▶ [Prompt]:
Count the lines in the records below that contain the word "commands", and give only the number.

▶ [Records for processing]:
★ ★ ★ ★ ★ ★ ★
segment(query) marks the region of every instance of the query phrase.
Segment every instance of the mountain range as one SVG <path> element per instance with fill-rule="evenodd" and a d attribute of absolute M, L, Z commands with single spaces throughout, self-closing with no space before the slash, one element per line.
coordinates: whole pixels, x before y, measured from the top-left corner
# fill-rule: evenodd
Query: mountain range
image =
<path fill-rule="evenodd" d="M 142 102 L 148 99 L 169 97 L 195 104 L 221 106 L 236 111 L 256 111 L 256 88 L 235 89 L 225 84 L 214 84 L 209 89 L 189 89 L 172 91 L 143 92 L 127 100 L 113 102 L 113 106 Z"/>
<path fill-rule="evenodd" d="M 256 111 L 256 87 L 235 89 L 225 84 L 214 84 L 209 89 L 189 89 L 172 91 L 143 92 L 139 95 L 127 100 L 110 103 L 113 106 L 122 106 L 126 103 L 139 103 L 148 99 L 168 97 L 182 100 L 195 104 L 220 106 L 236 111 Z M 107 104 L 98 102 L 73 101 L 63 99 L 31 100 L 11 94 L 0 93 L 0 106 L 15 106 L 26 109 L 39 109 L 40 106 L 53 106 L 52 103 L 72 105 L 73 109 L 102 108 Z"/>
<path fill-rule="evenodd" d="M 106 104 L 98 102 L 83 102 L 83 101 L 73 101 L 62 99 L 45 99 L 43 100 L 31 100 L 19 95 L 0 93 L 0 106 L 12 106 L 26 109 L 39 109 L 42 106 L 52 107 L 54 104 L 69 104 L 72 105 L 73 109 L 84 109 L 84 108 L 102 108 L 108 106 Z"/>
★ ★ ★ ★ ★ ★ ★
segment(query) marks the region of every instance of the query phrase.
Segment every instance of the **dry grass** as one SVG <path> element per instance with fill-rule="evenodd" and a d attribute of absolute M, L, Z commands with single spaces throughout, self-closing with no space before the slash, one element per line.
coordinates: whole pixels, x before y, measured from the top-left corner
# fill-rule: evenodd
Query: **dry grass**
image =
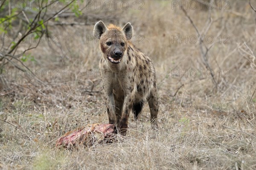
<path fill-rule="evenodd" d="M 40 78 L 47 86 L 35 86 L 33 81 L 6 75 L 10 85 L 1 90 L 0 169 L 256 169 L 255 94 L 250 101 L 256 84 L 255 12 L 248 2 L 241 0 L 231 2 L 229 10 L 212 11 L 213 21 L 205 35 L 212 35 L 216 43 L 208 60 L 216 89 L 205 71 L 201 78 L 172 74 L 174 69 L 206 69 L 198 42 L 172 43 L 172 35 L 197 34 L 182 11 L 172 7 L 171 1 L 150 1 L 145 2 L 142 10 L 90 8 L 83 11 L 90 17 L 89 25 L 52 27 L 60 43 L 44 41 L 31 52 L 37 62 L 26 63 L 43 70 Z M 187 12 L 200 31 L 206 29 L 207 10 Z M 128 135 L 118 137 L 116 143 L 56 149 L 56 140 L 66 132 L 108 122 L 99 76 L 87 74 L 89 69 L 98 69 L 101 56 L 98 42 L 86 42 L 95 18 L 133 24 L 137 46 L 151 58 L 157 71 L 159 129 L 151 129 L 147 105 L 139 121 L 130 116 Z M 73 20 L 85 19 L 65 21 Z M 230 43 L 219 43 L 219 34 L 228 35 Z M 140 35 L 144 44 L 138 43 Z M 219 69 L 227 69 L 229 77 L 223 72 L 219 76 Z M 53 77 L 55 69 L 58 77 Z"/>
★ ★ ★ ★ ★ ★ ★
▶ [Finished answer]:
2